Start of Reading passage
VANCOUVER -- Months after his mother was murdered by gang gunfire, Mauricio Osorto recognized he would be next if he didn't escape Honduras.
He abandoned his life as a university teacher and lawyer who shared his mother's law practice to go to Canada where he had to start again.
A Vancouver refugee-assistance program helped him get through the grief and trauma of what he left behind and allowed him to build a new life in Canada.
But many others after Osorto, 33, won't have the same opportunities in British Columbia after the federal government cut almost of all of its funding for agencies that had been offering mental health services to thousands of traumatized refugees.
Dylan Mazur, with the Vancouver Association of Survivors of Torture, or VAST, calls the situation "a crisis in refugee mental health care."
Now two of four groups offering mental health counselling to refugees have shut down their programs in the province.
VAST also had to reduce its staffing levels when funding was chopped as of April 1.
Osorto said he was referred to VAST when his immigration lawyer saw he was struggling to cope with the death of his mother.
"Some guys in organized crime -- they tried to kidnap my mother but they couldn't, so they killed her," said Osorto. "I had some friends in the police, they said to me I would be the next target."
End of Reading passage
Start of Given information
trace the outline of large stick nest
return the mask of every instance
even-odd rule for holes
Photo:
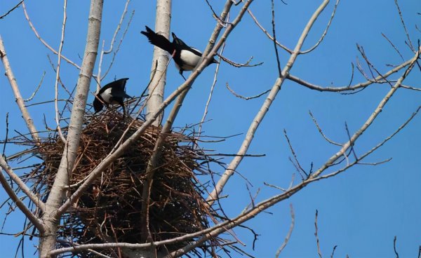
[[[116,147],[131,121],[131,118],[123,119],[121,114],[109,110],[86,123],[72,172],[69,194]],[[135,121],[123,138],[127,139],[142,123]],[[90,190],[64,216],[60,229],[64,239],[77,240],[79,244],[145,242],[142,210],[145,169],[159,130],[159,128],[149,127],[95,179]],[[201,196],[205,189],[196,179],[196,175],[207,172],[201,164],[208,159],[195,148],[194,142],[193,137],[182,133],[173,133],[166,137],[150,191],[149,220],[154,241],[199,231],[208,226],[207,219],[210,212]],[[57,173],[63,147],[60,137],[51,137],[37,149],[44,163],[32,172],[32,177],[38,177],[43,182],[46,195]],[[179,243],[165,248],[171,250],[186,244],[188,243]],[[114,251],[105,252],[109,252]]]

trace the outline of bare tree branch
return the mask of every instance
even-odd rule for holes
[[[6,49],[4,48],[4,45],[3,44],[1,36],[0,36],[0,58],[1,58],[1,62],[4,66],[6,76],[9,81],[9,83],[12,87],[12,90],[13,90],[13,94],[16,100],[16,104],[18,104],[18,107],[19,107],[19,109],[20,109],[20,112],[22,113],[22,117],[23,117],[27,127],[31,133],[31,136],[32,137],[34,142],[35,142],[35,143],[38,145],[39,144],[39,136],[38,135],[35,125],[34,125],[34,121],[32,120],[29,112],[25,106],[25,102],[22,97],[22,95],[20,95],[19,86],[16,82],[16,78],[15,78],[15,76],[13,75],[11,64],[9,63],[8,58],[7,57],[7,55],[6,53]]]
[[[317,233],[317,215],[319,214],[319,211],[316,210],[316,218],[314,219],[314,228],[316,229],[316,231],[314,232],[314,236],[316,236],[316,243],[317,244],[317,254],[319,257],[321,258],[321,251],[320,250],[320,243],[319,242],[319,234]]]
[[[60,41],[60,46],[58,47],[58,60],[57,61],[57,72],[55,73],[55,83],[54,85],[54,89],[55,91],[55,95],[54,96],[54,107],[55,108],[55,123],[57,124],[57,130],[58,130],[58,135],[60,135],[60,137],[61,139],[61,140],[64,142],[66,143],[66,139],[65,138],[65,136],[63,135],[63,133],[61,130],[61,127],[60,126],[60,121],[59,121],[59,111],[58,111],[58,81],[59,81],[59,78],[60,78],[60,62],[61,62],[61,53],[62,50],[63,49],[63,44],[65,43],[65,29],[66,27],[66,20],[67,20],[67,1],[65,0],[65,4],[63,5],[63,23],[62,25],[62,34],[61,34],[61,40]]]
[[[293,230],[294,229],[294,225],[295,224],[295,215],[294,214],[294,208],[293,208],[292,203],[290,204],[290,213],[291,213],[291,224],[290,225],[290,229],[288,231],[286,236],[285,237],[285,240],[283,240],[283,243],[279,247],[279,248],[276,251],[276,253],[275,254],[276,258],[278,258],[279,257],[279,254],[281,254],[281,252],[282,252],[283,248],[285,248],[285,247],[286,246],[286,244],[288,244],[288,241],[289,240],[290,238],[291,237],[291,235],[293,233]]]
[[[102,13],[102,1],[92,0],[88,18],[86,46],[72,109],[67,142],[65,145],[59,168],[43,215],[46,232],[40,238],[41,257],[46,257],[47,254],[54,249],[55,245],[55,233],[58,226],[57,222],[59,219],[59,217],[56,217],[57,209],[65,198],[79,146],[86,100],[93,75],[93,64],[98,55]]]
[[[26,6],[25,6],[25,2],[22,3],[22,8],[23,8],[23,13],[25,13],[25,17],[27,19],[27,20],[28,21],[28,23],[29,25],[29,27],[31,27],[31,29],[32,29],[32,31],[34,32],[34,33],[35,34],[35,36],[36,36],[36,38],[38,39],[39,39],[39,41],[47,48],[48,48],[51,52],[53,52],[53,53],[55,53],[55,55],[58,55],[58,52],[57,52],[54,48],[53,48],[50,45],[48,45],[48,43],[47,42],[46,42],[46,41],[44,41],[41,36],[39,36],[39,34],[38,34],[38,32],[36,31],[36,29],[35,29],[35,27],[34,26],[34,25],[32,24],[32,22],[31,22],[31,19],[29,19],[29,16],[28,15],[28,13],[27,12],[26,10]],[[74,62],[73,61],[72,61],[71,60],[69,60],[69,58],[66,57],[64,55],[62,55],[62,58],[64,59],[65,60],[66,60],[68,63],[69,63],[70,64],[72,64],[73,66],[74,66],[76,68],[80,69],[81,67],[79,67],[78,64],[76,64],[75,62]]]
[[[288,74],[287,76],[287,79],[289,80],[291,80],[293,81],[296,82],[298,84],[300,84],[303,86],[305,86],[307,88],[309,88],[312,90],[319,90],[319,91],[330,91],[330,92],[340,92],[340,91],[351,91],[351,90],[355,90],[357,89],[360,89],[362,88],[366,88],[373,83],[387,83],[386,81],[382,80],[383,79],[387,78],[389,77],[389,76],[400,71],[401,69],[402,69],[403,68],[407,67],[408,65],[409,65],[410,63],[412,62],[412,59],[409,60],[405,62],[403,62],[402,64],[399,64],[399,66],[394,67],[394,69],[389,70],[389,72],[386,72],[385,74],[383,74],[380,76],[377,76],[375,78],[374,78],[373,79],[368,79],[367,80],[367,81],[365,81],[363,83],[358,83],[358,84],[355,84],[354,86],[343,86],[343,87],[322,87],[322,86],[319,86],[315,84],[312,84],[311,83],[307,82],[297,76],[294,76],[293,75],[291,74]]]
[[[15,6],[13,6],[11,9],[10,9],[9,11],[7,11],[7,13],[6,13],[5,14],[4,14],[3,15],[0,16],[0,19],[3,19],[4,18],[5,18],[6,16],[8,15],[9,13],[11,13],[11,12],[13,11],[13,10],[16,9],[18,7],[19,7],[19,6],[20,6],[20,4],[23,3],[23,0],[22,0],[21,1],[20,1],[19,3],[18,3],[17,5],[15,5]]]
[[[294,48],[294,51],[291,54],[286,65],[285,66],[285,67],[283,68],[283,69],[282,71],[282,73],[281,73],[282,76],[280,78],[278,78],[276,79],[276,81],[275,81],[275,83],[272,86],[272,88],[270,93],[269,93],[269,95],[267,96],[267,97],[265,100],[265,102],[260,107],[260,109],[256,114],[256,116],[253,119],[253,121],[251,123],[251,125],[250,125],[250,128],[248,128],[248,130],[246,135],[246,138],[243,141],[243,143],[241,144],[241,146],[240,147],[240,149],[238,151],[238,154],[244,155],[247,152],[247,150],[248,149],[248,147],[250,147],[250,144],[251,143],[251,141],[253,138],[254,134],[255,133],[259,125],[260,124],[260,122],[265,118],[265,116],[267,113],[269,108],[270,107],[274,98],[276,97],[279,90],[281,90],[281,87],[282,84],[283,83],[283,81],[285,81],[286,76],[288,74],[289,74],[289,72],[291,69],[294,62],[295,62],[295,60],[298,55],[298,53],[300,52],[301,47],[302,46],[302,44],[304,43],[304,41],[305,40],[305,38],[308,35],[312,27],[314,24],[316,19],[317,18],[317,17],[319,17],[320,13],[321,13],[321,12],[326,8],[326,6],[328,4],[328,2],[329,2],[328,0],[323,1],[323,2],[320,5],[320,6],[316,10],[314,13],[313,14],[313,15],[312,16],[312,18],[309,19],[309,22],[307,22],[306,27],[303,29],[302,33],[301,34],[301,36],[300,36],[300,39],[298,39],[297,45],[295,46],[295,48]],[[213,201],[212,200],[215,200],[215,198],[217,198],[218,196],[221,193],[221,191],[222,191],[222,189],[224,188],[224,186],[227,184],[229,177],[231,177],[231,176],[234,174],[234,171],[235,171],[236,168],[238,167],[239,163],[241,162],[242,159],[243,159],[243,157],[241,156],[239,156],[235,157],[231,161],[231,163],[228,165],[228,168],[225,170],[225,172],[221,177],[219,182],[217,183],[216,186],[215,186],[215,189],[210,193],[210,195],[209,195],[209,196],[208,196],[207,200],[208,201],[209,205],[212,205],[212,203],[213,203]]]
[[[39,198],[34,194],[30,189],[23,183],[20,178],[18,177],[13,171],[11,167],[6,163],[6,161],[3,158],[2,156],[0,156],[0,166],[9,175],[9,177],[13,180],[22,189],[24,193],[29,197],[31,201],[34,202],[38,207],[40,208],[44,208],[42,202],[39,200]],[[25,214],[26,217],[38,229],[40,232],[44,232],[44,227],[42,224],[41,219],[38,219],[31,210],[27,207],[27,205],[23,203],[23,202],[18,197],[15,191],[9,184],[7,182],[7,179],[4,177],[2,172],[0,172],[0,184],[4,189],[4,191],[6,192],[8,196],[11,198],[11,199],[16,204],[16,206]]]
End of Given information
What you will do:
• 1. From the news article on refugee counseling cuts, reproduce word for word the part that opens with the words containing "But many others" and closes with "of April 1.".
• 2. In the news article on refugee counseling cuts, who referred Mauricio Osorto to VAST?

Per-task outputs:
• 1.
But many others after Osorto, 33, won't have the same opportunities in British Columbia after the federal government cut almost of all of its funding for agencies that had been offering mental health services to thousands of traumatized refugees.
Dylan Mazur, with the Vancouver Association of Survivors of Torture, or VAST, calls the situation "a crisis in refugee mental health care."
Now two of four groups offering mental health counselling to refugees have shut down their programs in the province.
VAST also had to reduce its staffing levels when funding was chopped as of April 1.

• 2. His immigration lawyer referred him to VAST.